[Records from a data source]

══════════════════════════════

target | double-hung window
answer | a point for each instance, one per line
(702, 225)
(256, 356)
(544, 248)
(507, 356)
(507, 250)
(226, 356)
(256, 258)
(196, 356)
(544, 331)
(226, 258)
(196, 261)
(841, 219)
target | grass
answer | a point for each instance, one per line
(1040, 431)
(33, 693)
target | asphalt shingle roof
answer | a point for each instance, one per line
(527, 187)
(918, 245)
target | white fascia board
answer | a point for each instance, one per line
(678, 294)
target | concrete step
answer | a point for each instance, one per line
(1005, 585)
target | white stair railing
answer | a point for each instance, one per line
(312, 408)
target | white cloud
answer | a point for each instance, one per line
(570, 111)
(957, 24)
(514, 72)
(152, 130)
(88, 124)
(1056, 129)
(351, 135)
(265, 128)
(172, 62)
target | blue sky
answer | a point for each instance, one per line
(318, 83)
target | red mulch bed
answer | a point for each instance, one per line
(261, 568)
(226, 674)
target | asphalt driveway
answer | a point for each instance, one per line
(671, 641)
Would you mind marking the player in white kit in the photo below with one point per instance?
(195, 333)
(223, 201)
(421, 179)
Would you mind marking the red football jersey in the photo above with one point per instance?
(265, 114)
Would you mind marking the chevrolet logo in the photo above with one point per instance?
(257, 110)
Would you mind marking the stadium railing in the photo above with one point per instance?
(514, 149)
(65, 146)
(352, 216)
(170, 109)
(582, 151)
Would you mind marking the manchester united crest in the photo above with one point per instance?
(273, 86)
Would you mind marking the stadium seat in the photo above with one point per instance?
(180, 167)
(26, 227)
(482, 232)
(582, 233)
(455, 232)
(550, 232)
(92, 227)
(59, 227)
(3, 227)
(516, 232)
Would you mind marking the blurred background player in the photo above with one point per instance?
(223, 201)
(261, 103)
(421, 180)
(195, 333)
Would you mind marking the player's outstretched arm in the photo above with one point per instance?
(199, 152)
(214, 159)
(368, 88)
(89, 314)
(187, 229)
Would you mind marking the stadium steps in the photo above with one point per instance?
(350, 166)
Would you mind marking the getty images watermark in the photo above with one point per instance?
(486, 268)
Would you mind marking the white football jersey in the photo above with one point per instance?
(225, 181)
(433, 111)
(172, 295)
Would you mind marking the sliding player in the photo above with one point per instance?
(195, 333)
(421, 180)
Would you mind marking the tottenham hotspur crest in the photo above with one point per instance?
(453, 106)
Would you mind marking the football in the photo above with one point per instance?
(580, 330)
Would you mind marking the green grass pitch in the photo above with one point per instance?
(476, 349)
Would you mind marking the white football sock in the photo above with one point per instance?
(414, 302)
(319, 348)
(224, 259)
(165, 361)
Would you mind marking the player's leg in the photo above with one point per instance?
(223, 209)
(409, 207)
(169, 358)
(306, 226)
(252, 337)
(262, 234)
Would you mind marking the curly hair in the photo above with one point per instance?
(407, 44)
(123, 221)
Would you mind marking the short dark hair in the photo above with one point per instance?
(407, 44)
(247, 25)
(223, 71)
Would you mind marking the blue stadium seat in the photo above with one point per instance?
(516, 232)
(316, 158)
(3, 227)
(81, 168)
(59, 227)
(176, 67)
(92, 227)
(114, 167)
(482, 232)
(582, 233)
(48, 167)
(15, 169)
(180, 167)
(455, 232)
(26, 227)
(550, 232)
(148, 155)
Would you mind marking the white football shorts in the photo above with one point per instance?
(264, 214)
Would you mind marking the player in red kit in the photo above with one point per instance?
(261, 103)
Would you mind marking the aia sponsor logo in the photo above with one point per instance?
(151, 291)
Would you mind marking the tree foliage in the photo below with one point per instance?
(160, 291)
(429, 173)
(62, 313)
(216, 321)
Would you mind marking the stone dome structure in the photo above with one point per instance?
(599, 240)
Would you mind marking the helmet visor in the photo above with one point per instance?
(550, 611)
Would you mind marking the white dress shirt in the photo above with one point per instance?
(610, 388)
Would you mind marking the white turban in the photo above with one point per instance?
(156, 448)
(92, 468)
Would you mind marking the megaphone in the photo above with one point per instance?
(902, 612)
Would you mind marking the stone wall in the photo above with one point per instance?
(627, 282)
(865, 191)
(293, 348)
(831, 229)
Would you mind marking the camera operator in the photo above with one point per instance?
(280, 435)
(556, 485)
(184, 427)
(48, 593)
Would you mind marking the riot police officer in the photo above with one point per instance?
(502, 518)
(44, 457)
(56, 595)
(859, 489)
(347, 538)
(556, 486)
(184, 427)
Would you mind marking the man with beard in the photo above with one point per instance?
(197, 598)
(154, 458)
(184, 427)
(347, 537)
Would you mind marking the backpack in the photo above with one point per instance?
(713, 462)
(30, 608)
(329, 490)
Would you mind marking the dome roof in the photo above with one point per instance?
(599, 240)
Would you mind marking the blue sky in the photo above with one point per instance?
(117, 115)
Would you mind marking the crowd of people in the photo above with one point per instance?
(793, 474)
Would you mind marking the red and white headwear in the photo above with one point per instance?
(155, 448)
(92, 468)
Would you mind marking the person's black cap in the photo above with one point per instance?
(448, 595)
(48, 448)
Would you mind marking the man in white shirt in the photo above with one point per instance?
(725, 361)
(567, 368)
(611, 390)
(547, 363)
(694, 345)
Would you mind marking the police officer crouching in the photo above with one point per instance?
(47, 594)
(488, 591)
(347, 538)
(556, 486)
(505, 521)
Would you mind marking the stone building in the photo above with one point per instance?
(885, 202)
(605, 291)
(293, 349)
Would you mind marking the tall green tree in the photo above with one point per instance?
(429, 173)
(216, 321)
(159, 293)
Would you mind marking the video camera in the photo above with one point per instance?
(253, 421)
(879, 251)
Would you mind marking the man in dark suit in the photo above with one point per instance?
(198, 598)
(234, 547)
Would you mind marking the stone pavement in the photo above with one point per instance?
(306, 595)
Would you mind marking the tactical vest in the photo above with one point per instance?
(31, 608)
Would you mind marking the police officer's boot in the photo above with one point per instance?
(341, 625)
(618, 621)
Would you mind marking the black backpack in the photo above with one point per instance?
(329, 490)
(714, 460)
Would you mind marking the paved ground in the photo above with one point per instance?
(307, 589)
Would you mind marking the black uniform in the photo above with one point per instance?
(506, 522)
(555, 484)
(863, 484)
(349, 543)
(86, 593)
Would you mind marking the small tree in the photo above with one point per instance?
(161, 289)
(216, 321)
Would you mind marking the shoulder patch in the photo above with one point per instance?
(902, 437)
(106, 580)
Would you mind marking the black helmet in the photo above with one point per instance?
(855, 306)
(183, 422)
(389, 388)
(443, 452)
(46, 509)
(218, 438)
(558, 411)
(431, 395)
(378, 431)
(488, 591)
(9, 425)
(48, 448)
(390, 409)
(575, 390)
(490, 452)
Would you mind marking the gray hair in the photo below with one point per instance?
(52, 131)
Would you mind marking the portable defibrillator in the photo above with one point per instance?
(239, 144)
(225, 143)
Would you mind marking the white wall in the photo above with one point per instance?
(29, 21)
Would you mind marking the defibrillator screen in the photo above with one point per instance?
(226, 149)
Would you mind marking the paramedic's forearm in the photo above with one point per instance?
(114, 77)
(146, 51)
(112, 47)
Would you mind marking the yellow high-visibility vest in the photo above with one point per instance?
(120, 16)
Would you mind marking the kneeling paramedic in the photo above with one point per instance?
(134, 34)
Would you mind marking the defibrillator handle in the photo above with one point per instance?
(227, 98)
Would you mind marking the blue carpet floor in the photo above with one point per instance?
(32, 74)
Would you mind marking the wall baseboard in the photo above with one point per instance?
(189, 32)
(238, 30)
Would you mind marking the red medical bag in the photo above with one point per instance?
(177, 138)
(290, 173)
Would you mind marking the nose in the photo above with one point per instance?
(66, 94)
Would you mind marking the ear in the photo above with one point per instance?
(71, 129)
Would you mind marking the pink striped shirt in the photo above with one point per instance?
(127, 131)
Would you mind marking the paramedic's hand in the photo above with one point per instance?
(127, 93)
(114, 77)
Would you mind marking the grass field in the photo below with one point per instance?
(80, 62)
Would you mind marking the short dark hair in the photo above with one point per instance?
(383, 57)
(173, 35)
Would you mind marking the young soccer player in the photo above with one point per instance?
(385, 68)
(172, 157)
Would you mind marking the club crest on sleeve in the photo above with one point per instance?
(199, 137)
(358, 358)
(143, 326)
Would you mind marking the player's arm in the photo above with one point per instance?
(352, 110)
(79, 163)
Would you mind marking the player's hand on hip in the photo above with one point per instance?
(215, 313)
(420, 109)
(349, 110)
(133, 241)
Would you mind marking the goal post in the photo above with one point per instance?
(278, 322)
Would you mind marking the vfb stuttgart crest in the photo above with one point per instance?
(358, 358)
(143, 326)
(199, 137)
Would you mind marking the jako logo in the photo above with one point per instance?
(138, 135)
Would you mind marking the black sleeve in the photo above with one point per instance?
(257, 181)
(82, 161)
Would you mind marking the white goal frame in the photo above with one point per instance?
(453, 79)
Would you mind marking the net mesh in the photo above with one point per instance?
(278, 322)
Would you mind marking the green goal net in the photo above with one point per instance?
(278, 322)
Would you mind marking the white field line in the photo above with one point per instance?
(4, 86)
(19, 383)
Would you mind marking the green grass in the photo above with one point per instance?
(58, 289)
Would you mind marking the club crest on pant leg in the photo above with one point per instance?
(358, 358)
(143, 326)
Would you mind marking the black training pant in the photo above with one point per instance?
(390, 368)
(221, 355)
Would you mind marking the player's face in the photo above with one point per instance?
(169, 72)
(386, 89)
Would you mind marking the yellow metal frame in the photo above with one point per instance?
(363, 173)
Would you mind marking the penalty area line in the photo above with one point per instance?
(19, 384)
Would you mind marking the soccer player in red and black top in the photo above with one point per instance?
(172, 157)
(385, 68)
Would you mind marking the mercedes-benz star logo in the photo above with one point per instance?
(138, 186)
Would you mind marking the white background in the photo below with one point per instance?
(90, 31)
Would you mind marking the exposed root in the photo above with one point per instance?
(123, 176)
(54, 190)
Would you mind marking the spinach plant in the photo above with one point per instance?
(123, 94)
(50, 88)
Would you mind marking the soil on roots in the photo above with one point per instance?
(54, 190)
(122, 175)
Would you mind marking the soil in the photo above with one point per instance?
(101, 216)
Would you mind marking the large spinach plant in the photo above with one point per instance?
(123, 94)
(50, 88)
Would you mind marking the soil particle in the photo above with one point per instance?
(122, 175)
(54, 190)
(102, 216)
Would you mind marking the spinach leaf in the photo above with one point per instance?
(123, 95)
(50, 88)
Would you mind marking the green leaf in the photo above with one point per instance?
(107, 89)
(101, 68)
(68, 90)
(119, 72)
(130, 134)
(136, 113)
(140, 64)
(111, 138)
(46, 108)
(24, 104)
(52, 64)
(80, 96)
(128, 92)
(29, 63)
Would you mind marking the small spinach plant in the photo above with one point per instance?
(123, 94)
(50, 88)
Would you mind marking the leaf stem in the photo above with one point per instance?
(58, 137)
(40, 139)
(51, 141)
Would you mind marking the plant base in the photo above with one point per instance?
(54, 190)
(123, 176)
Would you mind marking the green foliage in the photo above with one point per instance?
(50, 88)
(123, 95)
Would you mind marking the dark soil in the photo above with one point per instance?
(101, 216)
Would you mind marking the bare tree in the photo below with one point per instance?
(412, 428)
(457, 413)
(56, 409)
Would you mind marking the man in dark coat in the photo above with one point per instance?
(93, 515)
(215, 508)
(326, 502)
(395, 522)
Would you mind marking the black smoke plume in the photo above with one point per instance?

══════════════════════════════

**What the task asks**
Between the first line of the entries above and the line with "target | red mulch bed", both included, copy every line exactly and nothing outside that range.

**Your solution**
target | double-hung window
answer | a point for each instance, one per line
(702, 225)
(256, 356)
(544, 248)
(507, 356)
(507, 250)
(226, 356)
(256, 258)
(196, 356)
(544, 331)
(226, 258)
(196, 261)
(841, 219)
target | grass
answer | a point for each instance, one per line
(1040, 431)
(33, 693)
target | asphalt shingle roof
answer | a point for each instance, one per line
(527, 187)
(918, 245)
target | white fascia board
answer | a point for each instance, one per line
(678, 294)
target | concrete step
answer | a point for each instance, one per line
(1005, 585)
target | white stair railing
answer | a point for each instance, one per line
(312, 408)
target | white cloud
answer | a point for each instance, one per line
(570, 111)
(957, 24)
(514, 72)
(152, 130)
(88, 124)
(1056, 129)
(351, 135)
(265, 128)
(172, 62)
target | blue sky
answer | a point for each instance, one per line
(318, 83)
target | red mulch bed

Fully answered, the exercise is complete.